• [Activity] What you hand back must match the records word for word, with no pictures.

---------- Data in this exercise

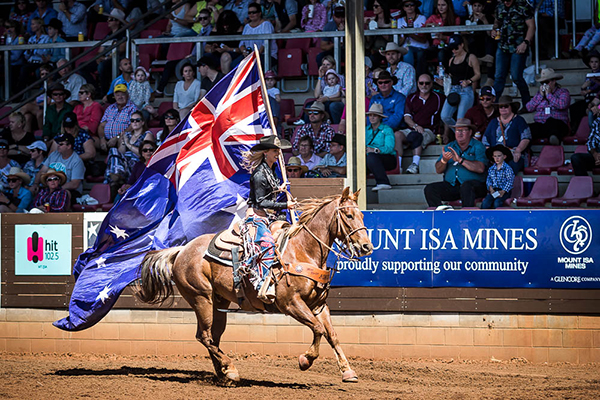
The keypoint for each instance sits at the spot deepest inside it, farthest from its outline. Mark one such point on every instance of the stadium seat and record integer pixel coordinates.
(579, 190)
(551, 158)
(567, 169)
(544, 189)
(583, 131)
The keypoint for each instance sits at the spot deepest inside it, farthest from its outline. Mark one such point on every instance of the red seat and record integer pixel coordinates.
(579, 190)
(544, 189)
(568, 168)
(551, 157)
(583, 131)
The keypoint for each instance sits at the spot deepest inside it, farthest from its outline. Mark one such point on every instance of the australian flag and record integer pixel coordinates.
(194, 184)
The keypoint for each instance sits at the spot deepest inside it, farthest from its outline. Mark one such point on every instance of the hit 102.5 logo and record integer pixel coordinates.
(39, 249)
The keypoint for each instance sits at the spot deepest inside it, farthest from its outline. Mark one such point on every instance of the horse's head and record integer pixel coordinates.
(351, 228)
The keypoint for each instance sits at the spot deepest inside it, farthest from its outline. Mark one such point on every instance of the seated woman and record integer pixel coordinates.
(380, 142)
(122, 158)
(509, 130)
(52, 197)
(16, 198)
(551, 107)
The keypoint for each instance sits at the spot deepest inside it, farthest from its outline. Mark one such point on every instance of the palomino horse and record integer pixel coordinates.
(208, 286)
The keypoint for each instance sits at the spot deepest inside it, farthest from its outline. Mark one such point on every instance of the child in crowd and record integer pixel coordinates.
(500, 178)
(140, 91)
(272, 90)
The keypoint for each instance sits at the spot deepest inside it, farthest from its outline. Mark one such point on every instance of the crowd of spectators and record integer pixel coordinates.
(422, 89)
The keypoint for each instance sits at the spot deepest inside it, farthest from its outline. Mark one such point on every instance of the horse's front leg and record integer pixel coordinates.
(348, 375)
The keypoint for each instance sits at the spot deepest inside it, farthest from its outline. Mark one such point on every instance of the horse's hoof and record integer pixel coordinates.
(349, 376)
(304, 362)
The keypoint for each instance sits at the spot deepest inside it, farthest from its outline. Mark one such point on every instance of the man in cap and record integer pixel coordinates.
(56, 112)
(391, 100)
(116, 119)
(318, 129)
(463, 163)
(483, 112)
(333, 164)
(422, 115)
(404, 72)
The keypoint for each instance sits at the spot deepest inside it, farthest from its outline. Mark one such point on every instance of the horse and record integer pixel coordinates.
(208, 285)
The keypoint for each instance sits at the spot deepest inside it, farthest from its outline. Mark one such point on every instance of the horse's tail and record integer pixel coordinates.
(155, 285)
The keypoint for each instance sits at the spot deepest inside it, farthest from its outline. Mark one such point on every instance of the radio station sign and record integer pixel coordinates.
(508, 249)
(43, 249)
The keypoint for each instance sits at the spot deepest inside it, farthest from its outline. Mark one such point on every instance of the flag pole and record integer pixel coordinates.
(263, 86)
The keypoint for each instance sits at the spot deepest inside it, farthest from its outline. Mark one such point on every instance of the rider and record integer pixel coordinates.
(264, 207)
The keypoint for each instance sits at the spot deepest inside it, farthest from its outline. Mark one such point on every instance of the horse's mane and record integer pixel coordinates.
(309, 208)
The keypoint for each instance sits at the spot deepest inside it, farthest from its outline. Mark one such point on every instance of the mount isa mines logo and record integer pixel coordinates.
(38, 249)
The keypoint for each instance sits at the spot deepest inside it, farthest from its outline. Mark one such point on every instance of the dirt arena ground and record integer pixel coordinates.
(66, 376)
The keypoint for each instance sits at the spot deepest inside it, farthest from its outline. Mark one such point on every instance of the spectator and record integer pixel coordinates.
(463, 164)
(53, 197)
(333, 164)
(294, 168)
(404, 72)
(116, 119)
(483, 112)
(16, 198)
(56, 35)
(584, 162)
(509, 130)
(515, 26)
(380, 143)
(83, 144)
(464, 70)
(317, 129)
(65, 159)
(443, 15)
(306, 151)
(551, 106)
(38, 152)
(55, 112)
(89, 112)
(258, 26)
(42, 11)
(169, 120)
(209, 74)
(73, 83)
(314, 16)
(187, 91)
(415, 43)
(422, 115)
(500, 177)
(123, 157)
(73, 16)
(391, 100)
(18, 138)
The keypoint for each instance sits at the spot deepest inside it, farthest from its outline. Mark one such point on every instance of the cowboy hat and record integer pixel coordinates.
(271, 142)
(489, 153)
(295, 162)
(392, 46)
(52, 172)
(376, 109)
(385, 75)
(462, 122)
(548, 74)
(18, 172)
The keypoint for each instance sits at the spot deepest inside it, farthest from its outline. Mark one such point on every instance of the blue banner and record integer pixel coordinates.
(503, 249)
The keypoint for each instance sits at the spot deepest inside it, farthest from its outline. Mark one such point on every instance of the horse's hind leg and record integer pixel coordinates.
(348, 375)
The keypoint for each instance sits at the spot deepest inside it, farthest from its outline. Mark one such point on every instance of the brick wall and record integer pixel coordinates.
(538, 338)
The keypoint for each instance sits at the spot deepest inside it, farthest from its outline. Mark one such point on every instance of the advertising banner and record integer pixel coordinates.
(508, 249)
(43, 249)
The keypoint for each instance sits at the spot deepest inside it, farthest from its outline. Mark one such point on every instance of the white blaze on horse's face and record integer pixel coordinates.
(353, 232)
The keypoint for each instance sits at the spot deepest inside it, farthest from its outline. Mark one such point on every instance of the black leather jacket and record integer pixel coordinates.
(263, 189)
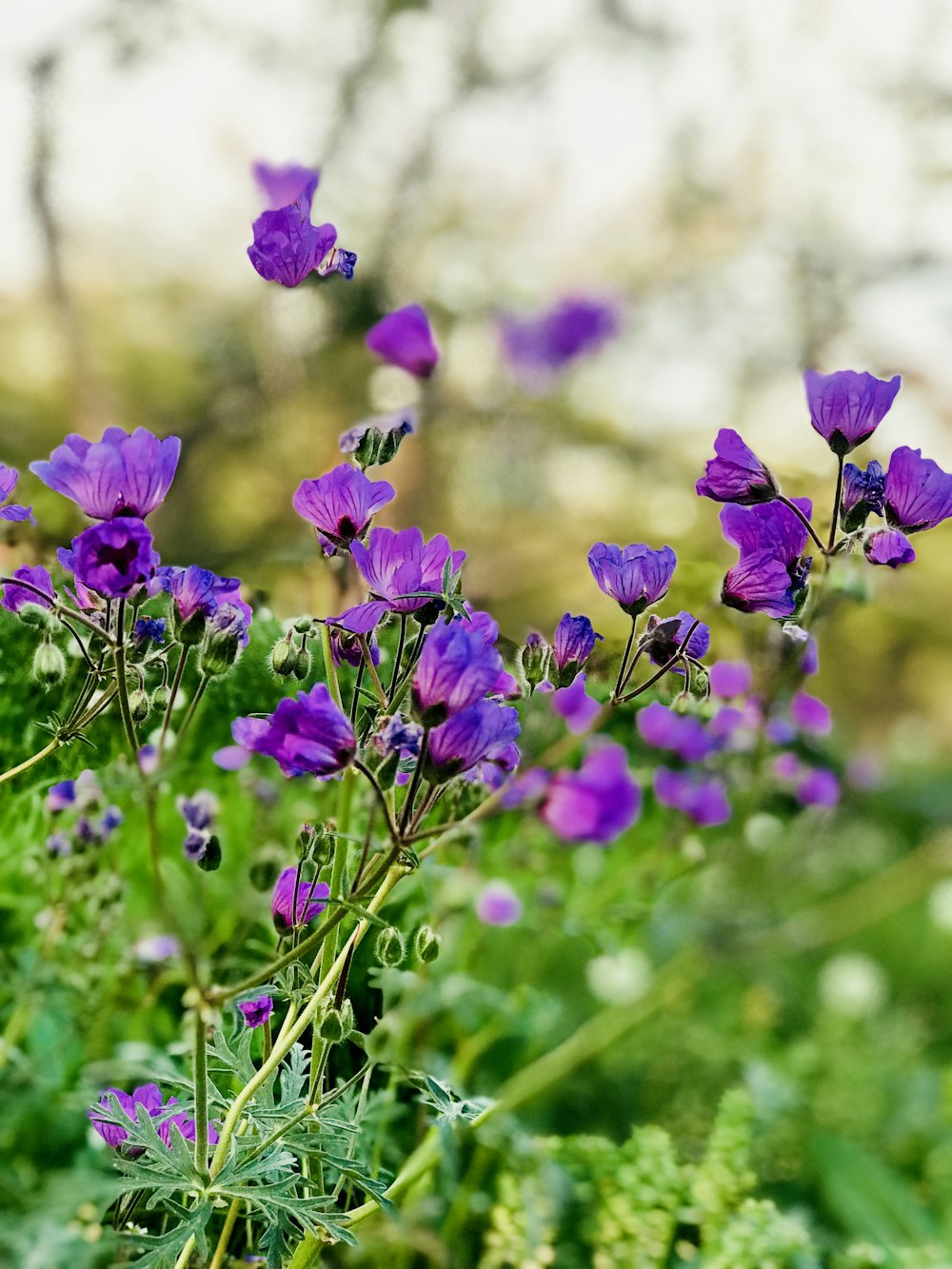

--------------------

• [The answer]
The keypoint for each instance sits at the spot deepest inside it, farthest from its outline. Mark one such point on every instance of the stadium seat and record integer pixel coordinates.
(579, 190)
(551, 158)
(567, 169)
(544, 189)
(583, 131)
The keypoint for each instance sits at the spot deepest inside it, farthest from its outline. Mark one such point on every instance of the red seat and record integer pixel coordinates.
(579, 190)
(544, 189)
(568, 168)
(551, 157)
(583, 131)
The keypoint for each instance sits at the spot deepest inside it, farthest from its outline. Mark one such point on every instance of the australian flag and record integer pixel coordinates.
(194, 184)
The keypoint for each instance sits at the spot deepest inside it, farthest from its outline. Mark one such point on every instance of the hit 102.5 logo and record integer pixel coordinates.
(39, 249)
The keypoint for each instance sits at the spot deepest inside it, farthest from its outline. Mark one such point on every instance of the horse's head and record integer pixel coordinates.
(351, 228)
The keypoint for each instance sits at the spot deepest inside it, farthest from its outline. Mark one such point on every instance of the seated woman and record integer pixel coordinates.
(380, 142)
(122, 158)
(509, 130)
(52, 197)
(16, 198)
(551, 107)
The keypoint for each instance sits at the spot deepest inside it, farthest from its outline. Mark one such point on every instance of the palomino horse and record integer pixel coordinates.
(208, 286)
The keypoint for each instance sits at the spot deepest inside it, farthest from its outline. Mark one such point on every instance of the child in crowd and record integer pixel coordinates.
(500, 178)
(140, 91)
(272, 90)
The keypoint for each instance sits at the spot deepest inside it, farthest from its outline. Mark one such point on every instance of the crowd of spectators and record integer pixel coordinates.
(422, 89)
The keypoint for each instance sits at the spot deepest inside it, farthest from its outline. Mark one such point on every instance of the horse's front leg and record integer pixel coordinates.
(348, 375)
The keypoint for each instance sits at the spot deepest inside it, farthest from its outline. Mark one such point on every instance of the horse's hoof and record integer pixel coordinates.
(349, 376)
(304, 362)
The keypoint for each instance sits at the spot deepest inside it, farthest from its outline. Mark one such point on every instance of the man in cap and record integer pixel coordinates.
(56, 112)
(391, 100)
(116, 119)
(318, 129)
(463, 163)
(483, 112)
(333, 164)
(422, 115)
(404, 72)
The keypoint for each instance sits at the spot deepest inside it, farthest from its outline. Mark one such point on every instance of the horse and record integer pixel coordinates.
(208, 285)
The keypoint for each instance sits at the spot deepest inside it, farthest from its outline. Mark one such point on every instance of the horse's tail and record integer pixel coordinates.
(155, 285)
The keypoint for each instance sits at the spot deepest inside it, farthest from its outline. Mark one such point on every instance of the radio station sign and record integer pixel coordinates.
(508, 249)
(43, 249)
The keypoint for each instance sits at the spot deepest inside it, farthest from its outline. Mark one such point on every instance of the flag pole and record integer pixel coordinates.
(263, 86)
The keypoint for each instance sits at the spot deepest inside it, farthest from its outline. Mark one such point on every instance of the rider and record integer pixel coordinates.
(264, 207)
The keypoint for each instance sits at the spot deepest inside it, farthest from its outline. Mark one such point on every instance of the horse's mane and record integer pixel coordinates.
(309, 208)
The keypoint for each instance sits at the spot deepest inside it, farthest from its outline. Mark one such point on every instance of the mount isa mines logo and record integer pixel coordinates.
(38, 249)
The keypoint for each instance sits at the spot deepest inside it, farthest from its outline. Mark one such point on every instance of the dirt arena ground and record integer pixel coordinates.
(66, 376)
The keypoint for each instance sits at the spot deepest inside it, farthest from its outline. Mark one such point on every instance of the spectator and record integer pixel coordinates.
(463, 164)
(53, 197)
(333, 164)
(294, 168)
(404, 72)
(116, 119)
(483, 112)
(16, 198)
(56, 35)
(584, 162)
(509, 130)
(515, 26)
(380, 143)
(83, 144)
(464, 70)
(317, 129)
(65, 159)
(443, 15)
(306, 151)
(551, 106)
(38, 152)
(55, 112)
(89, 112)
(258, 26)
(42, 11)
(169, 120)
(209, 74)
(73, 83)
(314, 16)
(187, 91)
(415, 43)
(422, 115)
(500, 177)
(123, 157)
(73, 16)
(391, 100)
(18, 138)
The keypoint for each instance sits at the spot deepest inside it, farthest from its outline. Mark one such point on every instance of the cowboy hat and record integer pixel coordinates.
(271, 142)
(489, 153)
(295, 162)
(392, 46)
(52, 172)
(376, 109)
(385, 75)
(462, 122)
(548, 74)
(18, 172)
The keypoint for each instance sits at the spot deepest inside it, farthest from its outline. Mark one such point on every instance of the blue banner and record integer pixel coordinates.
(503, 249)
The keypoint for each instance sits at the spot deepest inside it, farthest from its outline. Mark one such point on every instance of the horse's hind leg and record integer pixel coordinates.
(348, 375)
The keypoint for each instance sits at the spot deepest inside it, farthest from its outline. Mark one such point on every instance of the brick wall and record integer pixel coordinates.
(538, 338)
The keypoint for each instance sits at the spot deepest inside it, farthest from its outline. Mark one such point on every instance of the advertising banner and record integer pixel coordinates.
(508, 249)
(43, 249)
The keypoint for each instance sits at the spot deepest inside it, farthest from its outline. Mark one such point on every instance of the white blaze on horse's face and record integer pixel coordinates.
(353, 232)
The keypoint for each instance sits at the spot deepest inside it, farthest from its outline. Mark one such point on every instance of the black leather jacket and record integer pixel coordinates.
(263, 189)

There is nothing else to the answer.